▶ _TEXT SECTION_:

Despite Black Elk’s holiness and healing powers, which mark him as a rare individual, and despite the fact that he is a brave warrior and hunter, he displays a wide range of ordinary human feelings, too. Illness and injury to others saddens him, he rejoices in the growth of new grass in the spring, and he is homesick while in Canada and while touring Europe with the Wild West Show. Black Elk talks about a Parisian girlfriend and her family, but doesn’t mention the women he later married or his children. He enjoys feasting, singing, and dancing. The most traditional activities of the tribe, such as hunting bison and cutting tepee poles, define his best times.

▶ _PROBLEM SET_:
- A) In the passage about Black Elk, what people does he leave out when he talks about his life?
- B) Sum up the passage about Black Elk in two sentences.

▶ _MATERIAL SHOWN_:
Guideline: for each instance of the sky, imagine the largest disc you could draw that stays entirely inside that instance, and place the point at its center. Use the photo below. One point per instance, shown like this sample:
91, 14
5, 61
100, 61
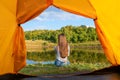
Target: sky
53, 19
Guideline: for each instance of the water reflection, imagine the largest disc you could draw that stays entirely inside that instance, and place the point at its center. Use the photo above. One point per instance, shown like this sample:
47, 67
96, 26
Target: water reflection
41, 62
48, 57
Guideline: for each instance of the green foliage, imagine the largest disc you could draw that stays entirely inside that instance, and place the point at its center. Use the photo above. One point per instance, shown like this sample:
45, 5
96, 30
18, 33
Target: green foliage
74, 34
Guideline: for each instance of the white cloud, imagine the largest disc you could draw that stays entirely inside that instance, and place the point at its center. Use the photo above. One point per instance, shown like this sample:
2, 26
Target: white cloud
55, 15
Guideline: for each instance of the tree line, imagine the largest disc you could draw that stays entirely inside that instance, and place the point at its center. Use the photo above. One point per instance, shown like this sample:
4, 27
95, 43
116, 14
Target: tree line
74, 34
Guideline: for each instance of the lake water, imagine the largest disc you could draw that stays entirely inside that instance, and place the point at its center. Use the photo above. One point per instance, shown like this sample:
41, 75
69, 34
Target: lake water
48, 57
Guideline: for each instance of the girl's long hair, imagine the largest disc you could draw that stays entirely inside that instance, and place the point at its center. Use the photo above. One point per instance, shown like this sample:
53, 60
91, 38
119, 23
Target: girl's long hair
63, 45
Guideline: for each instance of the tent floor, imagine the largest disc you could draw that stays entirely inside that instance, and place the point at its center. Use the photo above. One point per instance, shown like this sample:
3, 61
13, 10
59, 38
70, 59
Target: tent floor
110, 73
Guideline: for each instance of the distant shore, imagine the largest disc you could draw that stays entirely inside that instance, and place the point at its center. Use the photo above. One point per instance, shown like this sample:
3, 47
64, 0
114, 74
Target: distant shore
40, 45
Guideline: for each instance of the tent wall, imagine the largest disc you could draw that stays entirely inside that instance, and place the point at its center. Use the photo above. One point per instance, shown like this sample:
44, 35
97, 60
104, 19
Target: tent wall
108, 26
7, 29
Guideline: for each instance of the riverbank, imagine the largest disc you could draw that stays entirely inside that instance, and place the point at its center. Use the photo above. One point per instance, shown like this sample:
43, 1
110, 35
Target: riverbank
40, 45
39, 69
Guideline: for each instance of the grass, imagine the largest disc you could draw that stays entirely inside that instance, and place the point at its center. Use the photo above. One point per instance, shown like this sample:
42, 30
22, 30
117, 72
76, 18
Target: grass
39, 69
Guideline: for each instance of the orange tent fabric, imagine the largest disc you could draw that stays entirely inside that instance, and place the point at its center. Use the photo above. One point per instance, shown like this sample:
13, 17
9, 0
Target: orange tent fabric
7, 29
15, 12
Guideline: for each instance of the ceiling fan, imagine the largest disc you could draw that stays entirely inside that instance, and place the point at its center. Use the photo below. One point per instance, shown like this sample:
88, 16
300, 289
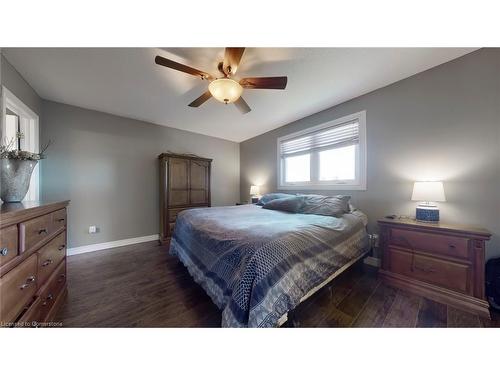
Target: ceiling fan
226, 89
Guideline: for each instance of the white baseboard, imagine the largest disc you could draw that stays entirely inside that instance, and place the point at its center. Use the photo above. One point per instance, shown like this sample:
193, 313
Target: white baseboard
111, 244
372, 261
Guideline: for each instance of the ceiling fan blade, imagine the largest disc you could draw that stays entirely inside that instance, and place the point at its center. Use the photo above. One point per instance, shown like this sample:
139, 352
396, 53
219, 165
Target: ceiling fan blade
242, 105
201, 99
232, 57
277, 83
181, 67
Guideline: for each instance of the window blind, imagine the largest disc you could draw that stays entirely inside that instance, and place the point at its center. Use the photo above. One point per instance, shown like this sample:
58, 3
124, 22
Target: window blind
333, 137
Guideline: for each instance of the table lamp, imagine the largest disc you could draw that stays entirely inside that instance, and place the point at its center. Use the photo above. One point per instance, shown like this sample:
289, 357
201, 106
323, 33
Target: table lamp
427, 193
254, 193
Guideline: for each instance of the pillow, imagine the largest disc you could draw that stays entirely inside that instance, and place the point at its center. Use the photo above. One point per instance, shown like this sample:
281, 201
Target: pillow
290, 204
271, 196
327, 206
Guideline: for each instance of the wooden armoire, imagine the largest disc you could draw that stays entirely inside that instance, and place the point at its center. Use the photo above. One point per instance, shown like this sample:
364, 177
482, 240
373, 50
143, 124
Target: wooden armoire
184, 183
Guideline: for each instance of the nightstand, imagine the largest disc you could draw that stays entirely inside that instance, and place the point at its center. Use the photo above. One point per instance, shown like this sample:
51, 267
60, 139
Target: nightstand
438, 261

▶ _SOLUTION LIST_:
- A) The women he later married and his children.

- B) Though Black Elk is a rare individual marked by holiness and healing powers, and a brave warrior and hunter, he also shows a wide range of ordinary human feelings. He is saddened by others' illness and injury, rejoices in spring grass, grows homesick in Canada and Europe, and enjoys feasting, singing, and dancing, with his best times defined by the tribe's traditional activities.